• [TASK BRIEF] Word for word, restate the entries below from their first line through the line that contains "phrase -- glowing light".

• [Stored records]

────

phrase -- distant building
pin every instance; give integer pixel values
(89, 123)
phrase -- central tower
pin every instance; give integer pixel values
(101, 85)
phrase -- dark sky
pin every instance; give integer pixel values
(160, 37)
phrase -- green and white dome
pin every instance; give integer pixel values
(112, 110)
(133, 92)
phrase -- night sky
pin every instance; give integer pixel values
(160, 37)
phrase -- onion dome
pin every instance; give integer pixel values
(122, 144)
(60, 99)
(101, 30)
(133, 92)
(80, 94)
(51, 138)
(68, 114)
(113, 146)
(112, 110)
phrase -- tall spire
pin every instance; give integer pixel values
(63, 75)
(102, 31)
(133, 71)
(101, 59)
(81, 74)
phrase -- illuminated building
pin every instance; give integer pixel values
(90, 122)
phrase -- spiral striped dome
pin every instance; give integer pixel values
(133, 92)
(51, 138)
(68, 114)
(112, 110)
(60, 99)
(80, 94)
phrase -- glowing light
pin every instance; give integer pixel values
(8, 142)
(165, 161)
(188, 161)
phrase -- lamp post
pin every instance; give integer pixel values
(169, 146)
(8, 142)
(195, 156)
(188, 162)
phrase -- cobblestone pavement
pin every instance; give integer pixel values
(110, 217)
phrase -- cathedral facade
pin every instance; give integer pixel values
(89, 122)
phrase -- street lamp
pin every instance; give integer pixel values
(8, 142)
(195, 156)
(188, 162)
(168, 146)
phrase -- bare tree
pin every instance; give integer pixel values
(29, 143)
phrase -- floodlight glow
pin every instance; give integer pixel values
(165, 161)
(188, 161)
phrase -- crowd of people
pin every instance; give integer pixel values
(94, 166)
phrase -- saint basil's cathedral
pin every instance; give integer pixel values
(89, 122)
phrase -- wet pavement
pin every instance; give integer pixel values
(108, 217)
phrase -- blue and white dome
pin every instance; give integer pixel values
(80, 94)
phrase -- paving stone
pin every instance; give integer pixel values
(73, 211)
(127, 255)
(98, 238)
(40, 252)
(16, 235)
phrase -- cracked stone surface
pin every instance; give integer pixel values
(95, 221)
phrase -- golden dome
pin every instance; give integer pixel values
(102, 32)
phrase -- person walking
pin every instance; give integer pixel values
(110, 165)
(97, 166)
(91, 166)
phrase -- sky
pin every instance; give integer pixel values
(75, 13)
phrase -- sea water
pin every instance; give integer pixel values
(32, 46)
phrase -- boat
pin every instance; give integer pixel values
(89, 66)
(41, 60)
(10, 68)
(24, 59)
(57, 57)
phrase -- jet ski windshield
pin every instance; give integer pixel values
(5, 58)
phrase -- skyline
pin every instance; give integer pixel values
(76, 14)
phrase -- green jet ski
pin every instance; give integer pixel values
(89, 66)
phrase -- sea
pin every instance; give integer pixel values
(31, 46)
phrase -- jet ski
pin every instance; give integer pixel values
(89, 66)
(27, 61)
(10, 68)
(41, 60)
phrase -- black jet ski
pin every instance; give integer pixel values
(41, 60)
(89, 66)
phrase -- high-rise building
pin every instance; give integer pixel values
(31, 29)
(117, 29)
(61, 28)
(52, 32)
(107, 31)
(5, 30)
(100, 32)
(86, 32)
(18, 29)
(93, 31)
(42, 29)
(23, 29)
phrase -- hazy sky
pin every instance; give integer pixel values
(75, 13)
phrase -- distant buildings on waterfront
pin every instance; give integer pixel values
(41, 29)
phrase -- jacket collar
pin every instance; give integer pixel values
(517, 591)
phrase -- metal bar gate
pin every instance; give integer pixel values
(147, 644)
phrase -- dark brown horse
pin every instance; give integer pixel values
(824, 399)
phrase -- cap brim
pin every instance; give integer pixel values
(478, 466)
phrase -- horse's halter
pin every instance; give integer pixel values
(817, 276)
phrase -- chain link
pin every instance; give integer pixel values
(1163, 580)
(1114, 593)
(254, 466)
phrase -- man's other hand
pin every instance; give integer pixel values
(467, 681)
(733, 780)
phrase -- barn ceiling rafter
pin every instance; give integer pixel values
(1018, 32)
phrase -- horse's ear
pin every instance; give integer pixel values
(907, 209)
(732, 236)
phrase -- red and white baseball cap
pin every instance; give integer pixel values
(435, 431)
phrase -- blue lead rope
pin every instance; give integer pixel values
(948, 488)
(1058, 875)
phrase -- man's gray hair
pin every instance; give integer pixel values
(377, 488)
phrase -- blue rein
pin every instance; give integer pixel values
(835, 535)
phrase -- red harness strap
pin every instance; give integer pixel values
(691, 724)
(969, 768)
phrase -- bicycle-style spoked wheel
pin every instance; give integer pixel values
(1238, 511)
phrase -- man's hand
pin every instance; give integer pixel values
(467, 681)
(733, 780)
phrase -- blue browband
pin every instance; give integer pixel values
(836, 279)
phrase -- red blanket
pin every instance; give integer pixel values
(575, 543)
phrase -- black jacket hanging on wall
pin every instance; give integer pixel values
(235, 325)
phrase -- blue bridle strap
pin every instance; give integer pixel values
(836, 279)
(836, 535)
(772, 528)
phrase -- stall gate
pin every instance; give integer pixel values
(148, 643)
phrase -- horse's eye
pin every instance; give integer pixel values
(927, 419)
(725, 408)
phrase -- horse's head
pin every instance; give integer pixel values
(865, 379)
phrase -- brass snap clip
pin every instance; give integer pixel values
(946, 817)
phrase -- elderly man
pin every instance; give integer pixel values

────

• [EXPECTED ANSWER]
phrase -- distant building
pin every instance; give integer pixel values
(89, 123)
phrase -- central tower
pin every instance; give integer pixel values
(101, 85)
phrase -- dark sky
pin every instance; give integer pixel values
(160, 37)
phrase -- green and white dome
pin every instance; give integer pixel values
(112, 110)
(133, 92)
phrase -- night sky
pin every instance; give integer pixel values
(160, 37)
phrase -- onion dome
pin every instance; give integer pixel values
(122, 144)
(60, 99)
(101, 30)
(133, 92)
(80, 94)
(51, 138)
(68, 114)
(113, 146)
(112, 110)
phrase -- tall spire
pin every instance; give integer pixel values
(63, 75)
(102, 31)
(133, 71)
(101, 59)
(81, 74)
phrase -- illuminated building
pin every instance; give integer pixel values
(90, 122)
phrase -- spiral striped dome
pin every instance; give integer pixel values
(133, 92)
(51, 138)
(68, 114)
(112, 110)
(60, 99)
(80, 94)
phrase -- glowing light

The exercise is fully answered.